Réunion du 2 février 2011 à 15h00
Débat sur l'otan et les orientations données aux forces armées françaises

Photo issue du site de l'Assemblée nationale ou de WikipediaLaurent Fabius :

Sur un autre aspect, plus général, à savoir le service européen d'action extérieure – mais vous transmettrez ma remarque à votre collègue des affaires étrangères –, nous devons tous, sur tous les bancs, regretter la décision de Mme Ashton, qui, semble-t-il, prend les décisions, qui a contribué à ce que les Français n'aient pas vu leur représentativité reconnue. En tout cas, je ne pense pas que l'on puisse soutenir que notre influence ait augmenté au sein de l'OTAN. C'est si vrai que, lors de la réunion de 1999, nous avions obtenu, alors que nous n'étions pas dans le commandement militaire – et probablement parce que nous n'y étions pas – , que l'on ne puisse pas engager les forces s'il n'y avait pas une décision de l'ONU, contrairement au souhait des Américains et d'autres.

C'est probablement en raison de notre spécificité que nous avons obtenu satisfaction alors que, cette fois-ci, sur la question de la défense et du bouclier antimissile, personne ne soutiendra que la position ardente de la France était d'obtenir de l'OTAN la reconnaissance du bouclier antimissile, mais j'y reviendrai. Le Président de la République a estimé qu'il était contraint et qu'il devait le faire. Cela étant, on ne peut pas, à partir de là, soutenir que notre influence se soit accrue.

Quant à la défense européenne, je veux citer les faits, à moins, monsieur le ministre d'État, que vous n'ayez de bonnes nouvelles à nous annoncer.

L'Agence européenne devrait être l'instrument privilégié pour définir des programmes d'armement commun et organiser la restructuration de l'industrie de l'armement dans un cadre européen. Mais chacun ici – et vous êtes tous des spécialistes – connaît les limites de l'exercice, pas seulement les limites budgétaires, mais également les limites liées au fait qu'un seul pays, en l'occurrence la Grande-Bretagne fait blocage. Malheureusement, cette agence ne joue pas le rôle qu'elle devrait jouer.
■ ■ ■ ■ ■ ■ ■
## [LISTE DES TÂCHES]
1. D'après l'extrait sur l'OTAN, quel pays bloque l'Agence européenne ?
2. Prolongez l'extrait sur l'OTAN à la suite de sa dernière phrase.
Le matériel ci-dessous vient d'une autre source.

## [BLOC DE DONNÉES]
■ ■ ■ ■ ■ ■ ■
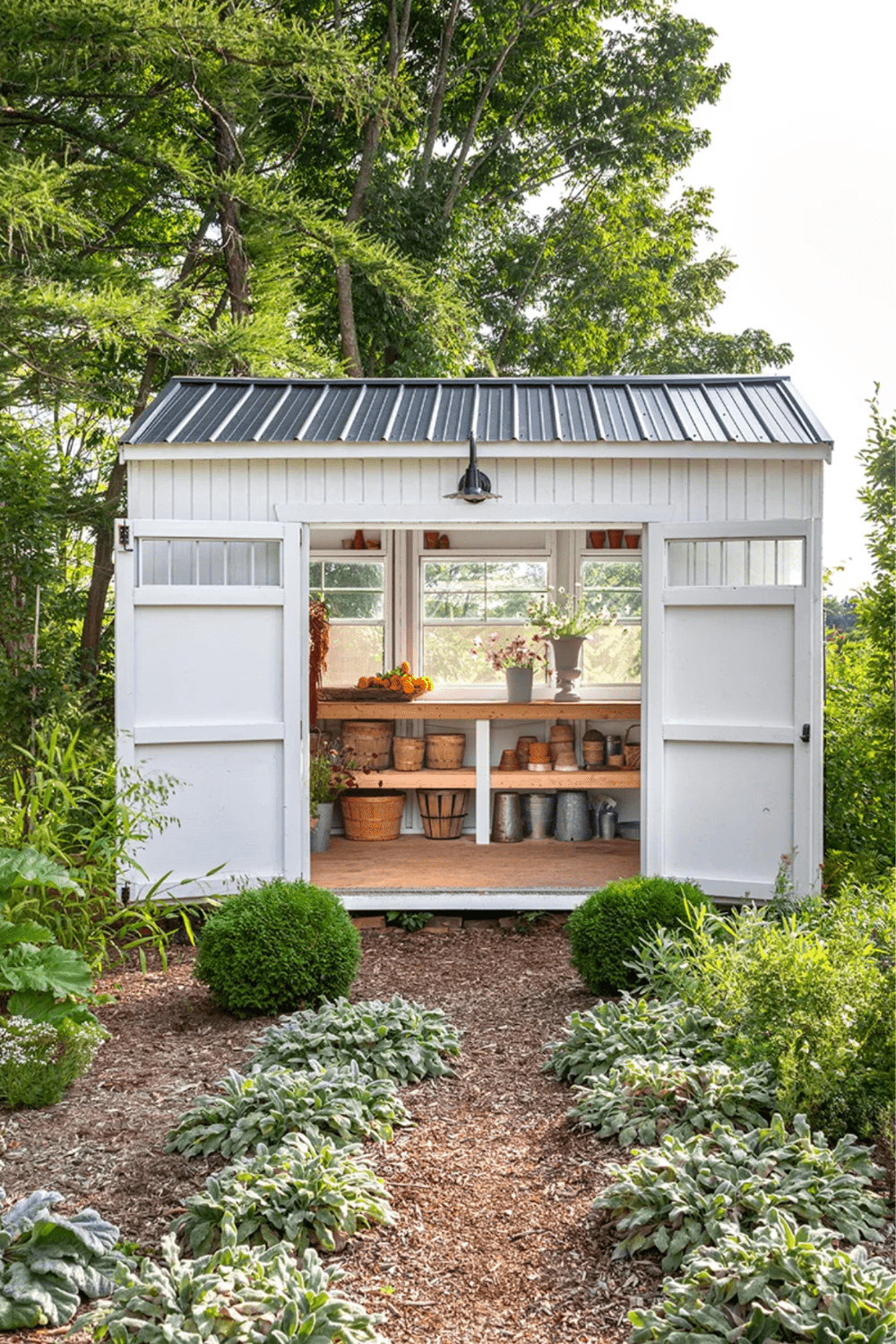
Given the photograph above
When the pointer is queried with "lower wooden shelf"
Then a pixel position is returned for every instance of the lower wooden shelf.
■ ■ ■ ■ ■ ■ ■
## [RÉSULTATS OBTENUS]
1. La Grande-Bretagne.

2.
Pour ce qui est de la coopération structurée permanente du traité de Lisbonne, qui devait permettre à certains États d'aller plus loin dans le domaine des capacités militaires au sein de l'Union européenne, on ne peut malheureusement que constater le désintérêt à l'égard de cet outil. Certains feront valoir l'accord de Londres, mais là, il y a deux interprétations, monsieur le ministre d'État. Certes, il y a des dispositions positives dans ces deux actes. Pour certains, c'est un premier pas pour aller vers une ouverture, une coopération structurée, mais lorsque l'on interroge les Britanniques, qui sont tout de même l'une des deux parties, ils répondent exactement le contraire. Considérer que l'accord de Londres est une avancée comme l'avait été en son temps celui de Saint-Malo, ce n'est pas une traduction fidèle de la réalité.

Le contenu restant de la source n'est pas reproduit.